Exercise directions
Could you retype exactly the lines running from the line with "Target: yellow and white facade" to the end of the data, both included, and nothing else?

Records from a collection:
==*==

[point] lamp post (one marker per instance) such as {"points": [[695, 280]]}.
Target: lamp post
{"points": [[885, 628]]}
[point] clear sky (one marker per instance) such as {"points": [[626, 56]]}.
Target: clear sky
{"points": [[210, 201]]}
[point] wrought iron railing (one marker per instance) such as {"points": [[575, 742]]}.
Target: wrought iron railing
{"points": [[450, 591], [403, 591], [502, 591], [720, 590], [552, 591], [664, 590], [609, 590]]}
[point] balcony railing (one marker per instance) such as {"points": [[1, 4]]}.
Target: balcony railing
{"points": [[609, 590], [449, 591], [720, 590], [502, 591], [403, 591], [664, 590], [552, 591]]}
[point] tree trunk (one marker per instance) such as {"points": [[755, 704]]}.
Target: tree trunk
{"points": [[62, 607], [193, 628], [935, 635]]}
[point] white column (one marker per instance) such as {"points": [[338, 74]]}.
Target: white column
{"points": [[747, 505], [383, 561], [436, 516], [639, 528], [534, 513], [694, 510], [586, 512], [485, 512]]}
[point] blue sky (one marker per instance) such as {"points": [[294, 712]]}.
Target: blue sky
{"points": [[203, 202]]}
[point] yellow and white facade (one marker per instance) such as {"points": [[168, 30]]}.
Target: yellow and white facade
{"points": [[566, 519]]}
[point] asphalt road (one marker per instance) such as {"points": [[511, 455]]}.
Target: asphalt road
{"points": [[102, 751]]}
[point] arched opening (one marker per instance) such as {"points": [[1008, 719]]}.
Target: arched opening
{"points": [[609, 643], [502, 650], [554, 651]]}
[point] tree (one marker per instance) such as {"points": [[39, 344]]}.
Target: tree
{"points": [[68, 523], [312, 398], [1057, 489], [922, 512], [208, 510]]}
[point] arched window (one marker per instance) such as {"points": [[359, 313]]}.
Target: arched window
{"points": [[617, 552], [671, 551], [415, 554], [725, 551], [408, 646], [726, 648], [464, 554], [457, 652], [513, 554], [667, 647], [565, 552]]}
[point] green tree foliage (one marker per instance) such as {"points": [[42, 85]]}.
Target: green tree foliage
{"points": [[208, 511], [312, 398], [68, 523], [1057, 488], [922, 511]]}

==*==

The answer
Target: yellow and white facade
{"points": [[566, 519]]}
[point] asphalt road (one marker per instance) such as {"points": [[511, 455]]}.
Target: asphalt road
{"points": [[102, 751]]}
[point] arched opening (one marker per instance) such as {"points": [[1008, 719]]}.
Target: arched opening
{"points": [[609, 643], [502, 650], [554, 651]]}
[point] tree (one marker per instance) such as {"points": [[39, 344]]}.
Target: tree
{"points": [[68, 523], [312, 398], [1057, 489], [922, 512], [208, 510]]}
[point] arched window (one marker per instance) such as {"points": [[359, 313]]}.
Target: arched window
{"points": [[617, 552], [671, 551], [415, 554], [725, 551], [408, 646], [726, 648], [464, 554], [457, 652], [513, 554], [667, 647], [565, 552]]}
[point] green tree foliage (one marker per instance) such as {"points": [[42, 85]]}.
Target: green tree foliage
{"points": [[208, 511], [312, 398], [68, 523], [1057, 488], [922, 511]]}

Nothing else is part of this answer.